■ TASK INSTRUCTIONS
1. Reproduce the portion of the passage on Bahá’í radio and indigenous culture from "Family education programs, which" up to and including "the total complex.".
2. Answer these questions using the passage on Bahá’í radio and indigenous culture:
(a) From where does the Guaymi radio station broadcast at 1 kw?
(b) In which two languages does Radio Bahá’í Ecuador broadcast?
(c) Villagers within what radius can exchange information through Radio Bahá’í Ecuador?

■ PASSAGE TO READ
Family education programs, which bring family units together to learn about child development, science, health, nutrition and agriculture, as well as spiritual and moral topics, are regular programs of the Institute which constitute an essential component of the total complex.
Radio, which has been seen as a high-technology instrument of cultural domination, has been transformed by the Guaymis into a means of affirming and strengthening their culture. The radio station, broadcasting at 1 kw from Boca del Monte, with feed-in from the substation at Boca de Soloy, serves as a voice for the people. It reinforces literacy and child education programs in the learning centers, and broadcasts news, folklore, legends and music in the Guaymi language.
Decisions about the establishment and progress of the Cultural Center have been the product of many months of serious and intense consultation. Hundreds of people have gathered from the entire Guaymi region to contribute to these discussions. Native councils, which seek to involve all the people in the area in consultation about their collective destiny, are held periodically. Folklore festivals bring people together and reinforce cultural traditions. Special festivals for children transmit cultural knowledge and skills to a new generation.
4.5 Radio Bahá’í Ecuador[edit]
Radio Bahá’í Ecuador broadcasts in Quechua and Spanish on medium wave and shortwave from Otavalo in the highlands of Ecuador. Serving primarily the indigenous Quechua communities in the area, the goals of the station are to promote education, the delivery of social services, and the dissemination of basic development information; to promote and maintain the traditional culture of the people, and to serve as a voice for the community, enabling villagers within a 50-mile radius to exchange information, make announcements and share news about important activities and events in the region.
Concepts[edit]
At Radio Bahá’í, radio technology and the methodology of participatory media are seen as highly effective means to achieve the goals for developmental education described in the previous case studies. The following concepts have been especially important in the evolution of Radio Bahá’í:
1. Recognizing the deep and pervasive effects of ethnic prejudice on economic and social life, Radio Bahá’í has sought to restore a sense of confidence and dignity regarding Quechua culture. The elimination of prejudice and its effects has been a goal and strategy in the work of Radio Bahá’í. The station has consistently presented a model of the Quechua community to counteract the subtle perceptions that seek to limit the capacity of indigenous people.
2. The preservation and promotion of indigenous culture is considered by Radio Bahá’í to be vital not only for the well-being of indigenous peoples, but also for the country as a whole. By supporting traditional art forms and emphasizing Andean music and the Quechua language, Radio Bahá’í lends stability and force to elements of culture that have been in decline. This is seen to be a significant contribution to the area; it also enhances the impact of the educational and developmental programming of the station.

■ MATERIAL
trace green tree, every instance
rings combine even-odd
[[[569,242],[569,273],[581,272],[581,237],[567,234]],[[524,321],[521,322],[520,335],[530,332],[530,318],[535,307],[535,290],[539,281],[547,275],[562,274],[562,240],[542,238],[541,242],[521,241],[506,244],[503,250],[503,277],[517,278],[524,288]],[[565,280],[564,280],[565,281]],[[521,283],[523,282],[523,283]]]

■ SOLUTIONS TO THE TASKS
1.
Family education programs, which bring family units together to learn about child development, science, health, nutrition and agriculture, as well as spiritual and moral topics, are regular programs of the Institute which constitute an essential component of the total complex.

2.
(a) Boca del Monte
(b) Quechua and Spanish
(c) A 50-mile radius